= Your instructions =
Update the data starting at the line containing "instance of the sky" and ending at the last line, replacing "metal fence" with "wire fence" and leaving everything else unchanged.

Stored items from a collection:
•••••

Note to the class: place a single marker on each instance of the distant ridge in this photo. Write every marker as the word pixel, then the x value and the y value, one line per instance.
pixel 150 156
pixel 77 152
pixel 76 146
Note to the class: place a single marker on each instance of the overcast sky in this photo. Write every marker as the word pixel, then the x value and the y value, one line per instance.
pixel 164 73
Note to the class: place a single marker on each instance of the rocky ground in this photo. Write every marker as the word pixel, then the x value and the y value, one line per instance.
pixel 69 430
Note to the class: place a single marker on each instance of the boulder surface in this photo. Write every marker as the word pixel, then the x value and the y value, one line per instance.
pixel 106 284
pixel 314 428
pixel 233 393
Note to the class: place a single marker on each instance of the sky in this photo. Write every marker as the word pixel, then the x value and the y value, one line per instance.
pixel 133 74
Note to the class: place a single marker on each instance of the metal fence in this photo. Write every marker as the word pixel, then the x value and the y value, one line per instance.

•••••

= Solution to this task =
Note to the class: place a single marker on each instance of the sky in this photo. Write every marker as the word pixel, then the x value and the y value, one line per instance.
pixel 133 74
Note to the class: place a single marker on each instance of the wire fence in this photo. Write every marker as the word pixel, then the x value and the y value, one line per instance.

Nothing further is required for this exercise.